DIRECTIONS:
Write out every item below word for word, omitting the pictures.

SUPPLIED RECORDS:

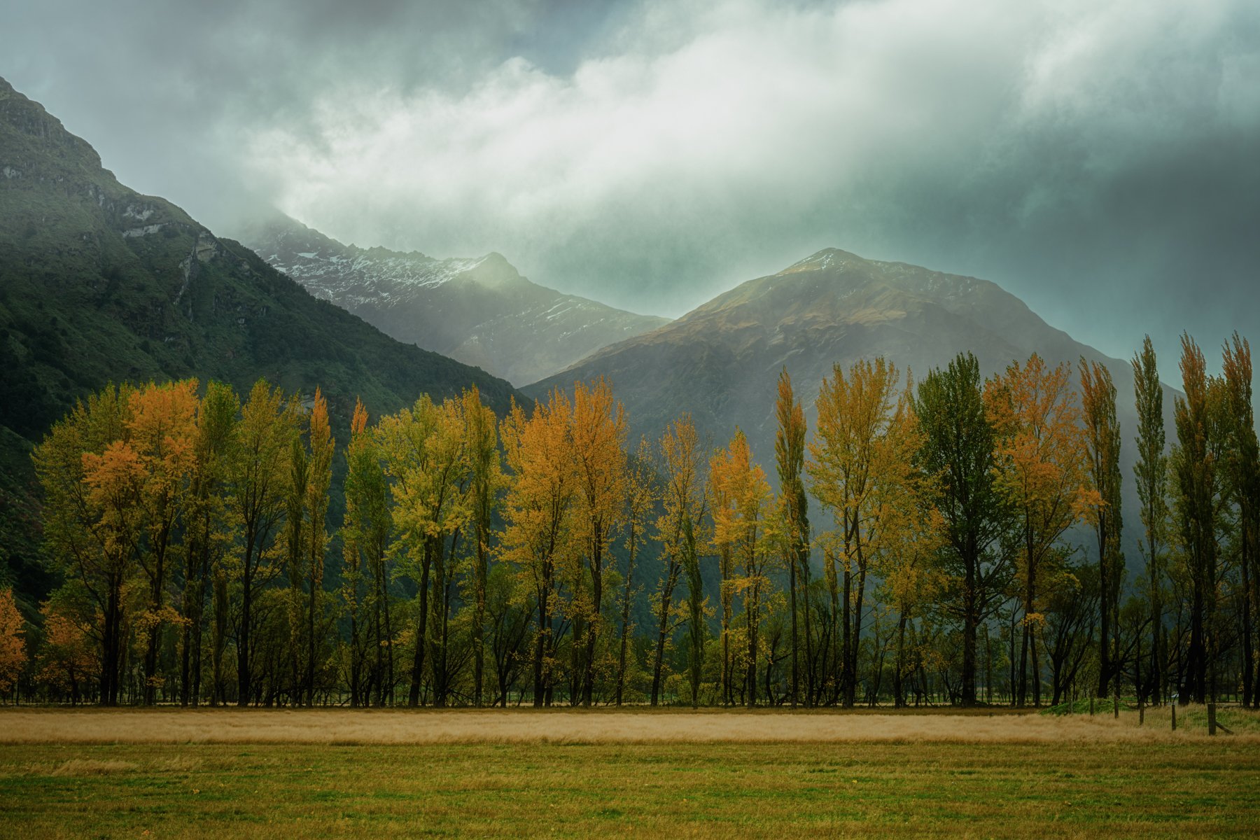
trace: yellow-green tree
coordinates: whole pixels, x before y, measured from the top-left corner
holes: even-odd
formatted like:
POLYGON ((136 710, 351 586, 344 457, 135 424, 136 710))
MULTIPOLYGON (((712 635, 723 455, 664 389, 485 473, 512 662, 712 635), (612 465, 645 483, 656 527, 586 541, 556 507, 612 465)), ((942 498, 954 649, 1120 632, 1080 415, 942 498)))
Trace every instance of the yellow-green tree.
POLYGON ((1120 424, 1115 418, 1115 385, 1105 365, 1080 360, 1081 417, 1085 422, 1085 453, 1092 492, 1087 495, 1086 518, 1094 525, 1099 547, 1099 696, 1106 696, 1119 680, 1120 584, 1124 577, 1124 528, 1120 502, 1120 424))
MULTIPOLYGON (((205 583, 228 550, 224 481, 227 453, 239 402, 231 385, 210 382, 197 407, 197 429, 189 487, 184 499, 184 597, 180 703, 198 705, 202 696, 202 636, 205 583)), ((226 610, 226 604, 220 604, 226 610)), ((224 616, 226 620, 226 616, 224 616)), ((226 623, 226 621, 224 621, 226 623)), ((220 664, 218 656, 214 657, 220 664)), ((219 671, 218 667, 214 669, 219 671)), ((218 688, 218 686, 215 686, 218 688)))
POLYGON ((591 385, 575 383, 572 451, 577 477, 577 535, 583 544, 591 586, 581 669, 582 705, 587 707, 595 689, 596 645, 604 625, 604 563, 625 513, 625 409, 612 397, 611 385, 602 378, 591 385))
POLYGON ((78 403, 35 447, 44 489, 44 540, 62 573, 100 611, 101 705, 117 705, 126 640, 123 583, 135 573, 142 523, 140 465, 126 446, 130 385, 78 403))
POLYGON ((1237 509, 1239 616, 1242 647, 1242 705, 1255 705, 1255 616, 1260 612, 1256 548, 1260 545, 1260 445, 1251 408, 1251 345, 1235 332, 1221 364, 1225 382, 1225 474, 1237 509))
POLYGON ((233 429, 229 448, 228 504, 239 534, 232 577, 241 586, 237 704, 242 707, 253 696, 255 602, 281 570, 282 547, 276 544, 276 536, 285 519, 296 423, 294 404, 284 399, 280 388, 260 379, 241 409, 241 422, 233 429))
MULTIPOLYGON (((678 578, 687 569, 689 538, 694 539, 694 523, 703 516, 704 495, 701 484, 699 437, 690 414, 683 414, 660 437, 662 509, 656 518, 656 539, 662 545, 664 565, 656 584, 655 650, 651 667, 651 705, 660 701, 664 681, 665 647, 677 627, 679 616, 674 604, 678 578), (692 523, 688 534, 688 521, 692 523)), ((699 593, 697 593, 699 596, 699 593)))
POLYGON ((630 635, 634 625, 630 620, 630 608, 634 601, 634 572, 635 562, 643 550, 644 540, 648 535, 651 513, 656 506, 658 490, 656 476, 651 468, 651 446, 648 438, 639 440, 639 448, 626 471, 626 499, 625 499, 625 547, 626 547, 626 573, 622 579, 621 593, 621 644, 617 650, 617 680, 615 701, 620 707, 625 698, 627 657, 630 655, 630 635))
POLYGON ((362 400, 355 400, 345 461, 341 599, 350 620, 350 705, 367 705, 372 703, 373 694, 377 705, 384 705, 394 685, 393 623, 386 567, 393 520, 377 434, 368 428, 368 411, 362 400), (370 657, 368 651, 372 651, 370 657), (369 661, 365 662, 365 659, 369 661), (364 667, 368 669, 367 676, 364 667))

THE REPLY:
trace: yellow-green tree
coordinates: whole pixels, x before y, measured from the top-left corner
holes: even-odd
formatted like:
POLYGON ((136 710, 351 586, 344 457, 135 424, 136 710))
MULTIPOLYGON (((712 635, 723 455, 664 389, 485 473, 512 662, 712 635), (612 465, 645 483, 656 527, 586 541, 556 507, 612 465)), ((942 498, 954 649, 1120 632, 1080 415, 942 498)))
Trace every instance of the yellow-green tree.
POLYGON ((1120 424, 1115 418, 1115 385, 1105 365, 1080 360, 1081 417, 1085 422, 1085 453, 1092 492, 1087 495, 1086 518, 1094 525, 1099 547, 1099 696, 1106 696, 1119 680, 1120 584, 1124 577, 1124 528, 1120 502, 1120 424))
MULTIPOLYGON (((205 583, 228 550, 224 481, 227 453, 239 402, 231 385, 210 382, 197 407, 197 429, 189 487, 184 499, 184 597, 180 703, 198 705, 202 696, 202 636, 205 583)), ((226 610, 226 604, 220 604, 226 610)), ((224 616, 226 620, 226 616, 224 616)), ((226 623, 226 621, 224 621, 226 623)), ((220 664, 218 656, 214 657, 220 664)), ((219 671, 218 667, 214 669, 219 671)), ((218 688, 218 686, 215 686, 218 688)))
POLYGON ((591 385, 575 383, 572 451, 577 477, 577 535, 583 544, 591 586, 581 669, 582 705, 587 707, 595 689, 596 645, 604 625, 604 563, 625 513, 625 409, 612 397, 611 385, 602 378, 591 385))
POLYGON ((78 403, 35 447, 44 489, 44 540, 62 573, 100 611, 101 705, 117 705, 126 640, 123 583, 135 573, 142 523, 140 465, 126 446, 130 385, 78 403))
POLYGON ((1237 509, 1239 616, 1242 647, 1242 705, 1255 705, 1255 616, 1260 612, 1256 548, 1260 545, 1260 445, 1251 408, 1251 345, 1235 332, 1221 364, 1225 382, 1225 474, 1237 509))
POLYGON ((233 429, 229 448, 228 504, 239 534, 232 577, 241 586, 237 704, 242 707, 253 696, 255 602, 281 570, 282 547, 276 544, 276 536, 285 519, 296 423, 294 404, 284 399, 280 388, 260 379, 241 409, 241 422, 233 429))
MULTIPOLYGON (((678 578, 687 569, 689 538, 694 539, 694 523, 703 516, 704 495, 701 484, 699 437, 690 414, 683 414, 660 437, 662 509, 656 518, 656 539, 662 545, 664 565, 656 584, 655 650, 651 667, 651 705, 660 701, 664 681, 665 647, 677 627, 679 616, 674 604, 678 578), (692 523, 688 534, 688 521, 692 523)), ((699 593, 697 593, 699 596, 699 593)))
POLYGON ((630 635, 634 625, 630 620, 630 608, 634 601, 634 572, 635 562, 643 550, 644 540, 648 535, 651 513, 656 506, 658 490, 656 476, 651 468, 651 446, 648 438, 639 440, 639 448, 626 471, 626 499, 625 499, 625 547, 626 547, 626 573, 622 579, 621 593, 621 644, 617 650, 617 680, 615 701, 620 707, 625 698, 627 657, 630 655, 630 635))
POLYGON ((362 400, 355 400, 345 461, 341 599, 350 620, 350 705, 367 705, 372 703, 373 694, 377 705, 384 705, 394 685, 393 623, 386 567, 393 520, 377 434, 368 428, 368 411, 362 400), (370 657, 368 651, 372 651, 370 657), (369 661, 365 662, 365 659, 369 661), (364 667, 368 669, 367 676, 364 667))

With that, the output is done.